Put each of the following rows into a numbered list, leaving out any blank lines.
------ PROVIDED INFORMATION ------
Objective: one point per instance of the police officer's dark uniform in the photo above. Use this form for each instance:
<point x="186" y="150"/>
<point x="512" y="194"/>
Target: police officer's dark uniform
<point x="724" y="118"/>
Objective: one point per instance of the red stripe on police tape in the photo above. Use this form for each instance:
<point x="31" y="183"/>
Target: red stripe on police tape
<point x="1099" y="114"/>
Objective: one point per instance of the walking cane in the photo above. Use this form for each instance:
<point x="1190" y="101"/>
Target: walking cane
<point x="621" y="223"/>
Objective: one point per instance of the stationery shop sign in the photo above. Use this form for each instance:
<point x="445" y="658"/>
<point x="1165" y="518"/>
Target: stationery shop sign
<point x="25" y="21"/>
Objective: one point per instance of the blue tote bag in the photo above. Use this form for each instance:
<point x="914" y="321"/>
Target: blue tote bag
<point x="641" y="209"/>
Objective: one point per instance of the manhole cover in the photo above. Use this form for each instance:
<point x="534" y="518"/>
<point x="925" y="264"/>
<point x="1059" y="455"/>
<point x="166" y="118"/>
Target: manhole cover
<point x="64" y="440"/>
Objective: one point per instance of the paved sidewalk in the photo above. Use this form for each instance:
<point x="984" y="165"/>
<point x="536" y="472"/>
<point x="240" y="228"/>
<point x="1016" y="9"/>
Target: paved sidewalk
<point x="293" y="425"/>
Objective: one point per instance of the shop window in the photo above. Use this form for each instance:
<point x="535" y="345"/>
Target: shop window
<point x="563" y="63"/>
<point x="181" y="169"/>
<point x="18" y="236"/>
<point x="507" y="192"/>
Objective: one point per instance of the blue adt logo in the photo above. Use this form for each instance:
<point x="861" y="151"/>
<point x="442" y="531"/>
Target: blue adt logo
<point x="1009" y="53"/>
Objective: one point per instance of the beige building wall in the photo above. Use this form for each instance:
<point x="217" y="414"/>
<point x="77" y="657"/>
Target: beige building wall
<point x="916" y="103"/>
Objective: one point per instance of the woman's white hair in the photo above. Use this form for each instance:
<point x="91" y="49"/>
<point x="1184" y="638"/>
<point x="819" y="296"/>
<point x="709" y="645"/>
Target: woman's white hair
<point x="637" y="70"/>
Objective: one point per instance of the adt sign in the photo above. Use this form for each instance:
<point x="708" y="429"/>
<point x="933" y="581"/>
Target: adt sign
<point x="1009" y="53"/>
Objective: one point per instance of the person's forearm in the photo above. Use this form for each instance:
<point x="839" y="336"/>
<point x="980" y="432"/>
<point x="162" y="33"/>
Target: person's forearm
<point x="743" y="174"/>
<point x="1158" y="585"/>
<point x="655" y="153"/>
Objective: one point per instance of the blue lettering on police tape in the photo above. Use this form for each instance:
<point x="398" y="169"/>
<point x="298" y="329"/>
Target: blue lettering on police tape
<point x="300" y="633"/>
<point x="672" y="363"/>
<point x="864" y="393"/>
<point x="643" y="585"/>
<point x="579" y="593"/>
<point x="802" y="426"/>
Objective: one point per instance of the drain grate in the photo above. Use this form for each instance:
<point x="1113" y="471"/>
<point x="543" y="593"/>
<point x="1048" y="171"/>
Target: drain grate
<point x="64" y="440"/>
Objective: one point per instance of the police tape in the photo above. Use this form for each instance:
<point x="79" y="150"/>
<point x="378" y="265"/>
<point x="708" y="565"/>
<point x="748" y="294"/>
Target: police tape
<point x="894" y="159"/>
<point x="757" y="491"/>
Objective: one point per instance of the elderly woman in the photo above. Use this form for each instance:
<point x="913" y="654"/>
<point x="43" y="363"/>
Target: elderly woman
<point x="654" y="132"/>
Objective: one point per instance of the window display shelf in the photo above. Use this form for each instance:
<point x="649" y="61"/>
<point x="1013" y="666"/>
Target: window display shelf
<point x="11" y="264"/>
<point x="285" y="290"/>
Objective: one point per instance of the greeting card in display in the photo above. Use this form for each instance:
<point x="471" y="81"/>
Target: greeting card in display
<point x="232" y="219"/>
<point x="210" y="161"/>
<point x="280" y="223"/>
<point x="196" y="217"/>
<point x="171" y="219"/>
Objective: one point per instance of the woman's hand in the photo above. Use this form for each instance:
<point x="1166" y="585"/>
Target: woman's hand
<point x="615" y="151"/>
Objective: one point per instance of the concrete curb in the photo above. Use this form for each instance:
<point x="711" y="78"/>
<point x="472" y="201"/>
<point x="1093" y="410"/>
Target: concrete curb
------
SOLVED PROBLEM —
1. Objective: one point per instance of the police officer's dark uniform in the photo above. Use this form for each instance:
2. <point x="186" y="150"/>
3. <point x="512" y="194"/>
4. Target: police officer's dark uniform
5. <point x="724" y="118"/>
6. Objective: one point per instance of the red stripe on police tape in the photo above. Use this form for each instance:
7. <point x="31" y="183"/>
8. Target: red stripe on police tape
9. <point x="1099" y="114"/>
10. Objective: one point per instance of the walking cane in the photo above. Use this form for each instance:
11. <point x="1190" y="101"/>
12. Target: walking cane
13. <point x="621" y="223"/>
14. Objective: one point per instance of the stationery shop sign in the photo above. Use this form for each instance:
15. <point x="445" y="658"/>
16. <point x="1165" y="518"/>
17. Target: stationery shop sign
18. <point x="25" y="21"/>
19. Objective: one point per instance of the blue tote bag in the photo above. Use this form for each instance:
20. <point x="914" y="321"/>
21. Target: blue tote bag
22. <point x="641" y="209"/>
23. Objective: one point per instance of the manhole cover in the photo above. Use this form for each instance:
24. <point x="534" y="518"/>
25. <point x="925" y="264"/>
26. <point x="1059" y="455"/>
27. <point x="166" y="118"/>
28. Target: manhole cover
29. <point x="64" y="440"/>
30. Objective: one point per instance of the paved sidewalk in the photo above. Use this form for each instance:
31. <point x="984" y="165"/>
32. <point x="536" y="472"/>
33. <point x="240" y="228"/>
34. <point x="1016" y="9"/>
35. Target: paved sidewalk
36. <point x="293" y="425"/>
37. Objective: one point per instance of the shop window in the photo above. Use this form for each instance:
38. <point x="535" y="345"/>
39. Target: shop window
40. <point x="563" y="63"/>
41. <point x="181" y="169"/>
42. <point x="18" y="236"/>
43. <point x="507" y="192"/>
44. Objective: one point per instance of the blue adt logo in the photo above. Use this form for each instance:
45. <point x="861" y="151"/>
46. <point x="442" y="531"/>
47. Target: blue adt logo
48. <point x="1009" y="53"/>
49. Objective: one point per instance of the beige building wall in the photo above. Use this form for each instance:
50. <point x="217" y="414"/>
51. <point x="77" y="657"/>
52. Target: beige building wall
53. <point x="916" y="103"/>
54. Objective: one point per instance of the woman's white hair in the photo above. Use this form for each instance:
55. <point x="91" y="49"/>
56. <point x="1184" y="638"/>
57. <point x="819" y="296"/>
58. <point x="709" y="645"/>
59. Target: woman's white hair
60. <point x="637" y="70"/>
61. Objective: one point per instance of the adt sign in the photo above. Use this form for each instance:
62. <point x="708" y="429"/>
63. <point x="933" y="581"/>
64. Target: adt sign
65. <point x="1009" y="53"/>
66. Objective: one point per instance of the person's forearm in the photo above. Use this form for each instance:
67. <point x="839" y="336"/>
68. <point x="980" y="432"/>
69. <point x="162" y="33"/>
70. Target: person's forearm
71. <point x="743" y="174"/>
72. <point x="1158" y="585"/>
73. <point x="655" y="153"/>
74. Objective: one point per instance of the blue lettering on police tape in the photo above. Use this form for each instance:
75. <point x="398" y="169"/>
76. <point x="298" y="329"/>
77. Target: blue lettering on police tape
78. <point x="300" y="633"/>
79. <point x="672" y="363"/>
80. <point x="864" y="393"/>
81. <point x="643" y="585"/>
82. <point x="579" y="593"/>
83. <point x="802" y="426"/>
84. Objective: one point per instance of the drain grate in the photo above. Use this form for each instance:
85. <point x="1113" y="471"/>
86. <point x="543" y="593"/>
87. <point x="1048" y="171"/>
88. Target: drain grate
89. <point x="64" y="440"/>
90. Objective: one point per instance of the police tape in the photo above. Use this form for each instance:
91. <point x="79" y="150"/>
92. <point x="378" y="265"/>
93. <point x="708" y="565"/>
94. <point x="748" y="294"/>
95. Target: police tape
96. <point x="894" y="159"/>
97. <point x="757" y="491"/>
98. Objective: one point per instance of the elderly woman in the photo above. Use this form for each instance:
99. <point x="913" y="654"/>
100. <point x="43" y="363"/>
101. Target: elderly woman
102. <point x="654" y="132"/>
103. Objective: one point per instance of the window display shelf in the photo above. Use this form for each instance:
104. <point x="649" y="61"/>
105. <point x="1013" y="666"/>
106. Target: window display shelf
107. <point x="11" y="264"/>
108. <point x="285" y="290"/>
109. Objective: one point per instance of the greeting card in display in the photo above. Use this form for each instance:
110. <point x="471" y="81"/>
111. Target: greeting card in display
112. <point x="232" y="219"/>
113. <point x="210" y="161"/>
114. <point x="280" y="223"/>
115. <point x="196" y="217"/>
116. <point x="171" y="219"/>
117. Objective: one point per instance of the woman's hand in the photo above. Use this form for each instance:
118. <point x="1166" y="585"/>
119. Target: woman's hand
120. <point x="615" y="151"/>
121. Objective: one point per instance of the concrete curb in the photo above. Use this form for each instance:
122. <point x="711" y="78"/>
123. <point x="472" y="201"/>
124. <point x="1093" y="410"/>
125. Target: concrete curb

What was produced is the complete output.